[GIVEN RECORDS]

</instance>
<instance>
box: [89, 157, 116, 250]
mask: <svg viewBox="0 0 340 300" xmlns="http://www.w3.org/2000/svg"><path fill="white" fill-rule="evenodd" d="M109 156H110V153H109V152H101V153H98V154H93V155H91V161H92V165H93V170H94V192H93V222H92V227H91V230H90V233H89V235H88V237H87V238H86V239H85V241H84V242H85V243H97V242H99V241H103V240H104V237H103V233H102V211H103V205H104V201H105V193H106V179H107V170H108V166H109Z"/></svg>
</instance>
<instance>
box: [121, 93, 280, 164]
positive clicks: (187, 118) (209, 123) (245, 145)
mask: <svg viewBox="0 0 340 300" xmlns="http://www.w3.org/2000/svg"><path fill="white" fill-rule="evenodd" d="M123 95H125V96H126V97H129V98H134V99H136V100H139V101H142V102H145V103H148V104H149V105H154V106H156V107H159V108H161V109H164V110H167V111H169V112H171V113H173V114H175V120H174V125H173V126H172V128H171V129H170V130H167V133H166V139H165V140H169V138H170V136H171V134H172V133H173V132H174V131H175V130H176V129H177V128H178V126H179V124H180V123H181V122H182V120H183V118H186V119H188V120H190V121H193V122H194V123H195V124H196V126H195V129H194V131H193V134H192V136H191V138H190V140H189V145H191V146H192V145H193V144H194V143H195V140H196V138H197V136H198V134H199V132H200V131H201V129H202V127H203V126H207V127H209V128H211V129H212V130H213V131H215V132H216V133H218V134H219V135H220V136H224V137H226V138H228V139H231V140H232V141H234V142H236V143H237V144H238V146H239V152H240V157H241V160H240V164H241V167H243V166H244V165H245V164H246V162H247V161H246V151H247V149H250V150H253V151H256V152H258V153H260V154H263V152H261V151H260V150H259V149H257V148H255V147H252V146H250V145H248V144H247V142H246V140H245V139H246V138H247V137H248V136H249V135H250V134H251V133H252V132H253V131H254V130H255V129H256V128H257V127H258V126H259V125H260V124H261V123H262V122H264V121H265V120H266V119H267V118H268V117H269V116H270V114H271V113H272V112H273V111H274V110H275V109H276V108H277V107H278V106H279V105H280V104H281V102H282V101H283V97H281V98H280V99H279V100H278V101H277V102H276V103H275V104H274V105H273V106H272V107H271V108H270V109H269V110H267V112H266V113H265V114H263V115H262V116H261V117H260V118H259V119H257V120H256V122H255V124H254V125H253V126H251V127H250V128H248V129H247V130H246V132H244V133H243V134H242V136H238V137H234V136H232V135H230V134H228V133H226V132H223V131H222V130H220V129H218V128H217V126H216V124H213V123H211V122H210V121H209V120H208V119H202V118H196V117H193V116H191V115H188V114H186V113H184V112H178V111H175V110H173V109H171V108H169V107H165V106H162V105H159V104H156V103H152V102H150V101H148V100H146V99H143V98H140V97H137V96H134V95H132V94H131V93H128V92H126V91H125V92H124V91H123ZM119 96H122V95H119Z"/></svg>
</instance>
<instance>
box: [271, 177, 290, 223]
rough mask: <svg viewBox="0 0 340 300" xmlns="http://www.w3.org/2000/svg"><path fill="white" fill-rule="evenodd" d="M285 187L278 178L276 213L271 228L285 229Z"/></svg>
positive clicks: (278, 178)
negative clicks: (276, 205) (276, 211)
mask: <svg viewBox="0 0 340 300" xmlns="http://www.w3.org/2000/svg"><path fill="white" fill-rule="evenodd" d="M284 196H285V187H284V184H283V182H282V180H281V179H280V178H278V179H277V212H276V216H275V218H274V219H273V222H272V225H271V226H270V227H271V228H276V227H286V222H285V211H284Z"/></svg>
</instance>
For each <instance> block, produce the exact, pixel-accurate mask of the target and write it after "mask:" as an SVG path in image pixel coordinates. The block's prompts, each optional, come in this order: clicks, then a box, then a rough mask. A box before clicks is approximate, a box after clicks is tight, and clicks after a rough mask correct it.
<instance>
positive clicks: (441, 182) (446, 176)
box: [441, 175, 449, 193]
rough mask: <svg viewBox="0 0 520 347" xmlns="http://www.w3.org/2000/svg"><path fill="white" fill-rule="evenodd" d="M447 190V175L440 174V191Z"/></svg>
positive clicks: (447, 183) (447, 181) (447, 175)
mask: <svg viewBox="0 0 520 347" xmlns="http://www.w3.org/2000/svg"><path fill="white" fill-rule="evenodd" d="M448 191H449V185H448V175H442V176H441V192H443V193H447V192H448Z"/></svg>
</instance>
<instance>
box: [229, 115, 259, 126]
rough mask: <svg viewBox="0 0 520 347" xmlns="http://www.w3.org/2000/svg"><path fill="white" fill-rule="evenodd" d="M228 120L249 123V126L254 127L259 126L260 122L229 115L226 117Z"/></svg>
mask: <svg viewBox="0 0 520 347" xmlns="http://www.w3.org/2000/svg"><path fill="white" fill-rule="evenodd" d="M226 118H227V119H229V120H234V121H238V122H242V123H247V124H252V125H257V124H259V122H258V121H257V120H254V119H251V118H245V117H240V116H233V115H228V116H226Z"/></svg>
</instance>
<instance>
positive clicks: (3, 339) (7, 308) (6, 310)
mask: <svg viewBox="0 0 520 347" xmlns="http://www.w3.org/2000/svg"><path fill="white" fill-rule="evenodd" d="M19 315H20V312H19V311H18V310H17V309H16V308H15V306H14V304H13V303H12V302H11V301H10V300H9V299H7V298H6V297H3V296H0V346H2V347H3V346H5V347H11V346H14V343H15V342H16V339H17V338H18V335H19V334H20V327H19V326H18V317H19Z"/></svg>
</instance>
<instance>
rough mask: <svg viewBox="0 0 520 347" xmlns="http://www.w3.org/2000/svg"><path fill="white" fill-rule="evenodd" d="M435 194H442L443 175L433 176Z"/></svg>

[/GIVEN RECORDS]

* **AIM OF THE TASK**:
Set every record down again, exactly as given.

* **RESPONSE BELOW**:
</instance>
<instance>
box: [89, 157, 116, 250]
mask: <svg viewBox="0 0 340 300" xmlns="http://www.w3.org/2000/svg"><path fill="white" fill-rule="evenodd" d="M109 156H110V153H109V152H101V153H98V154H93V155H91V161H92V165H93V170H94V192H93V222H92V227H91V230H90V233H89V235H88V237H87V238H86V239H85V241H84V242H85V243H97V242H99V241H103V240H104V237H103V233H102V211H103V205H104V201H105V193H106V179H107V170H108V166H109Z"/></svg>
</instance>
<instance>
box: [121, 93, 280, 164]
positive clicks: (187, 118) (209, 123) (245, 145)
mask: <svg viewBox="0 0 340 300" xmlns="http://www.w3.org/2000/svg"><path fill="white" fill-rule="evenodd" d="M123 95H125V96H126V97H129V98H134V99H136V100H139V101H142V102H145V103H148V104H149V105H154V106H156V107H159V108H161V109H164V110H167V111H169V112H171V113H173V114H175V120H174V125H173V126H172V128H171V129H170V130H167V133H166V139H165V140H169V138H170V136H171V134H172V133H173V132H174V131H175V130H176V129H177V128H178V126H179V124H180V123H181V122H182V120H183V118H186V119H188V120H190V121H193V122H194V123H195V124H196V126H195V129H194V131H193V134H192V136H191V138H190V140H189V145H191V146H192V145H193V144H194V143H195V140H196V138H197V136H198V134H199V132H200V131H201V129H202V127H203V126H207V127H209V128H211V129H212V130H213V131H215V132H216V133H218V134H219V135H220V136H224V137H226V138H228V139H231V140H232V141H234V142H236V143H237V144H238V146H239V152H240V157H241V160H240V164H241V167H243V166H244V165H245V164H246V162H247V161H246V151H247V149H250V150H253V151H256V152H258V153H260V154H263V152H261V151H260V150H259V149H257V148H255V147H252V146H250V145H248V144H247V142H246V140H245V139H246V138H247V137H248V136H249V135H250V134H251V133H252V132H253V131H254V130H255V129H256V128H257V127H258V126H259V125H260V124H261V123H262V122H264V121H265V120H266V119H267V118H268V117H269V116H270V114H271V113H272V112H273V111H274V110H275V109H276V108H277V107H278V106H279V105H280V104H281V102H282V101H283V97H281V98H280V99H279V100H278V101H277V102H276V103H275V104H274V105H273V106H272V107H271V108H270V109H269V110H267V112H266V113H265V114H263V115H262V116H261V117H260V118H259V119H257V120H256V122H255V124H254V125H253V126H251V127H250V128H248V129H247V130H246V132H244V133H243V134H242V136H238V137H234V136H232V135H230V134H228V133H226V132H223V131H222V130H220V129H218V128H217V126H216V124H213V123H211V122H210V121H209V120H208V119H202V118H196V117H193V116H191V115H188V114H186V113H184V112H178V111H175V110H173V109H171V108H169V107H165V106H162V105H159V104H156V103H152V102H150V101H148V100H146V99H143V98H140V97H137V96H134V95H132V94H131V93H128V92H126V91H125V92H124V91H123ZM119 96H122V95H119Z"/></svg>
</instance>
<instance>
box: [271, 177, 290, 223]
rough mask: <svg viewBox="0 0 340 300" xmlns="http://www.w3.org/2000/svg"><path fill="white" fill-rule="evenodd" d="M285 187L278 178L276 213L271 228L285 229Z"/></svg>
positive clicks: (278, 178)
negative clicks: (276, 205) (276, 211)
mask: <svg viewBox="0 0 340 300" xmlns="http://www.w3.org/2000/svg"><path fill="white" fill-rule="evenodd" d="M284 196H285V187H284V184H283V182H282V180H281V179H280V178H278V179H277V212H276V216H275V218H274V219H273V222H272V225H271V226H270V227H271V228H276V227H286V222H285V211H284Z"/></svg>
</instance>
For each <instance> block, produce the exact, pixel-accurate mask of the target and write it after "mask:" as an SVG path in image pixel coordinates. The block's prompts, each optional, come in this order: clicks, then a box, then a rough mask. A box before clicks is approximate, a box after clicks is tight, and clicks after a rough mask correct it.
<instance>
positive clicks: (441, 182) (446, 176)
box: [441, 175, 449, 193]
rough mask: <svg viewBox="0 0 520 347" xmlns="http://www.w3.org/2000/svg"><path fill="white" fill-rule="evenodd" d="M447 190V175L440 174V191Z"/></svg>
positive clicks: (447, 183) (447, 181) (447, 175)
mask: <svg viewBox="0 0 520 347" xmlns="http://www.w3.org/2000/svg"><path fill="white" fill-rule="evenodd" d="M448 191H449V185H448V175H442V176H441V192H443V193H447V192H448Z"/></svg>
</instance>
<instance>
box: [229, 115, 259, 126]
rough mask: <svg viewBox="0 0 520 347" xmlns="http://www.w3.org/2000/svg"><path fill="white" fill-rule="evenodd" d="M228 120L249 123V126L254 127L259 126L260 122L229 115L226 117Z"/></svg>
mask: <svg viewBox="0 0 520 347" xmlns="http://www.w3.org/2000/svg"><path fill="white" fill-rule="evenodd" d="M226 118H227V119H229V120H234V121H238V122H242V123H247V124H252V125H257V124H259V122H258V121H257V120H254V119H251V118H245V117H240V116H233V115H228V116H226Z"/></svg>
</instance>
<instance>
positive clicks: (3, 339) (7, 308) (6, 310)
mask: <svg viewBox="0 0 520 347" xmlns="http://www.w3.org/2000/svg"><path fill="white" fill-rule="evenodd" d="M19 315H20V312H19V311H18V310H17V309H16V308H15V306H14V304H13V303H12V302H11V301H10V300H9V299H7V298H6V297H3V296H0V346H2V347H3V346H5V347H11V346H14V343H15V342H16V339H17V338H18V335H19V334H20V327H19V326H18V317H19Z"/></svg>
</instance>
<instance>
rough mask: <svg viewBox="0 0 520 347" xmlns="http://www.w3.org/2000/svg"><path fill="white" fill-rule="evenodd" d="M435 194H442L443 175L433 176Z"/></svg>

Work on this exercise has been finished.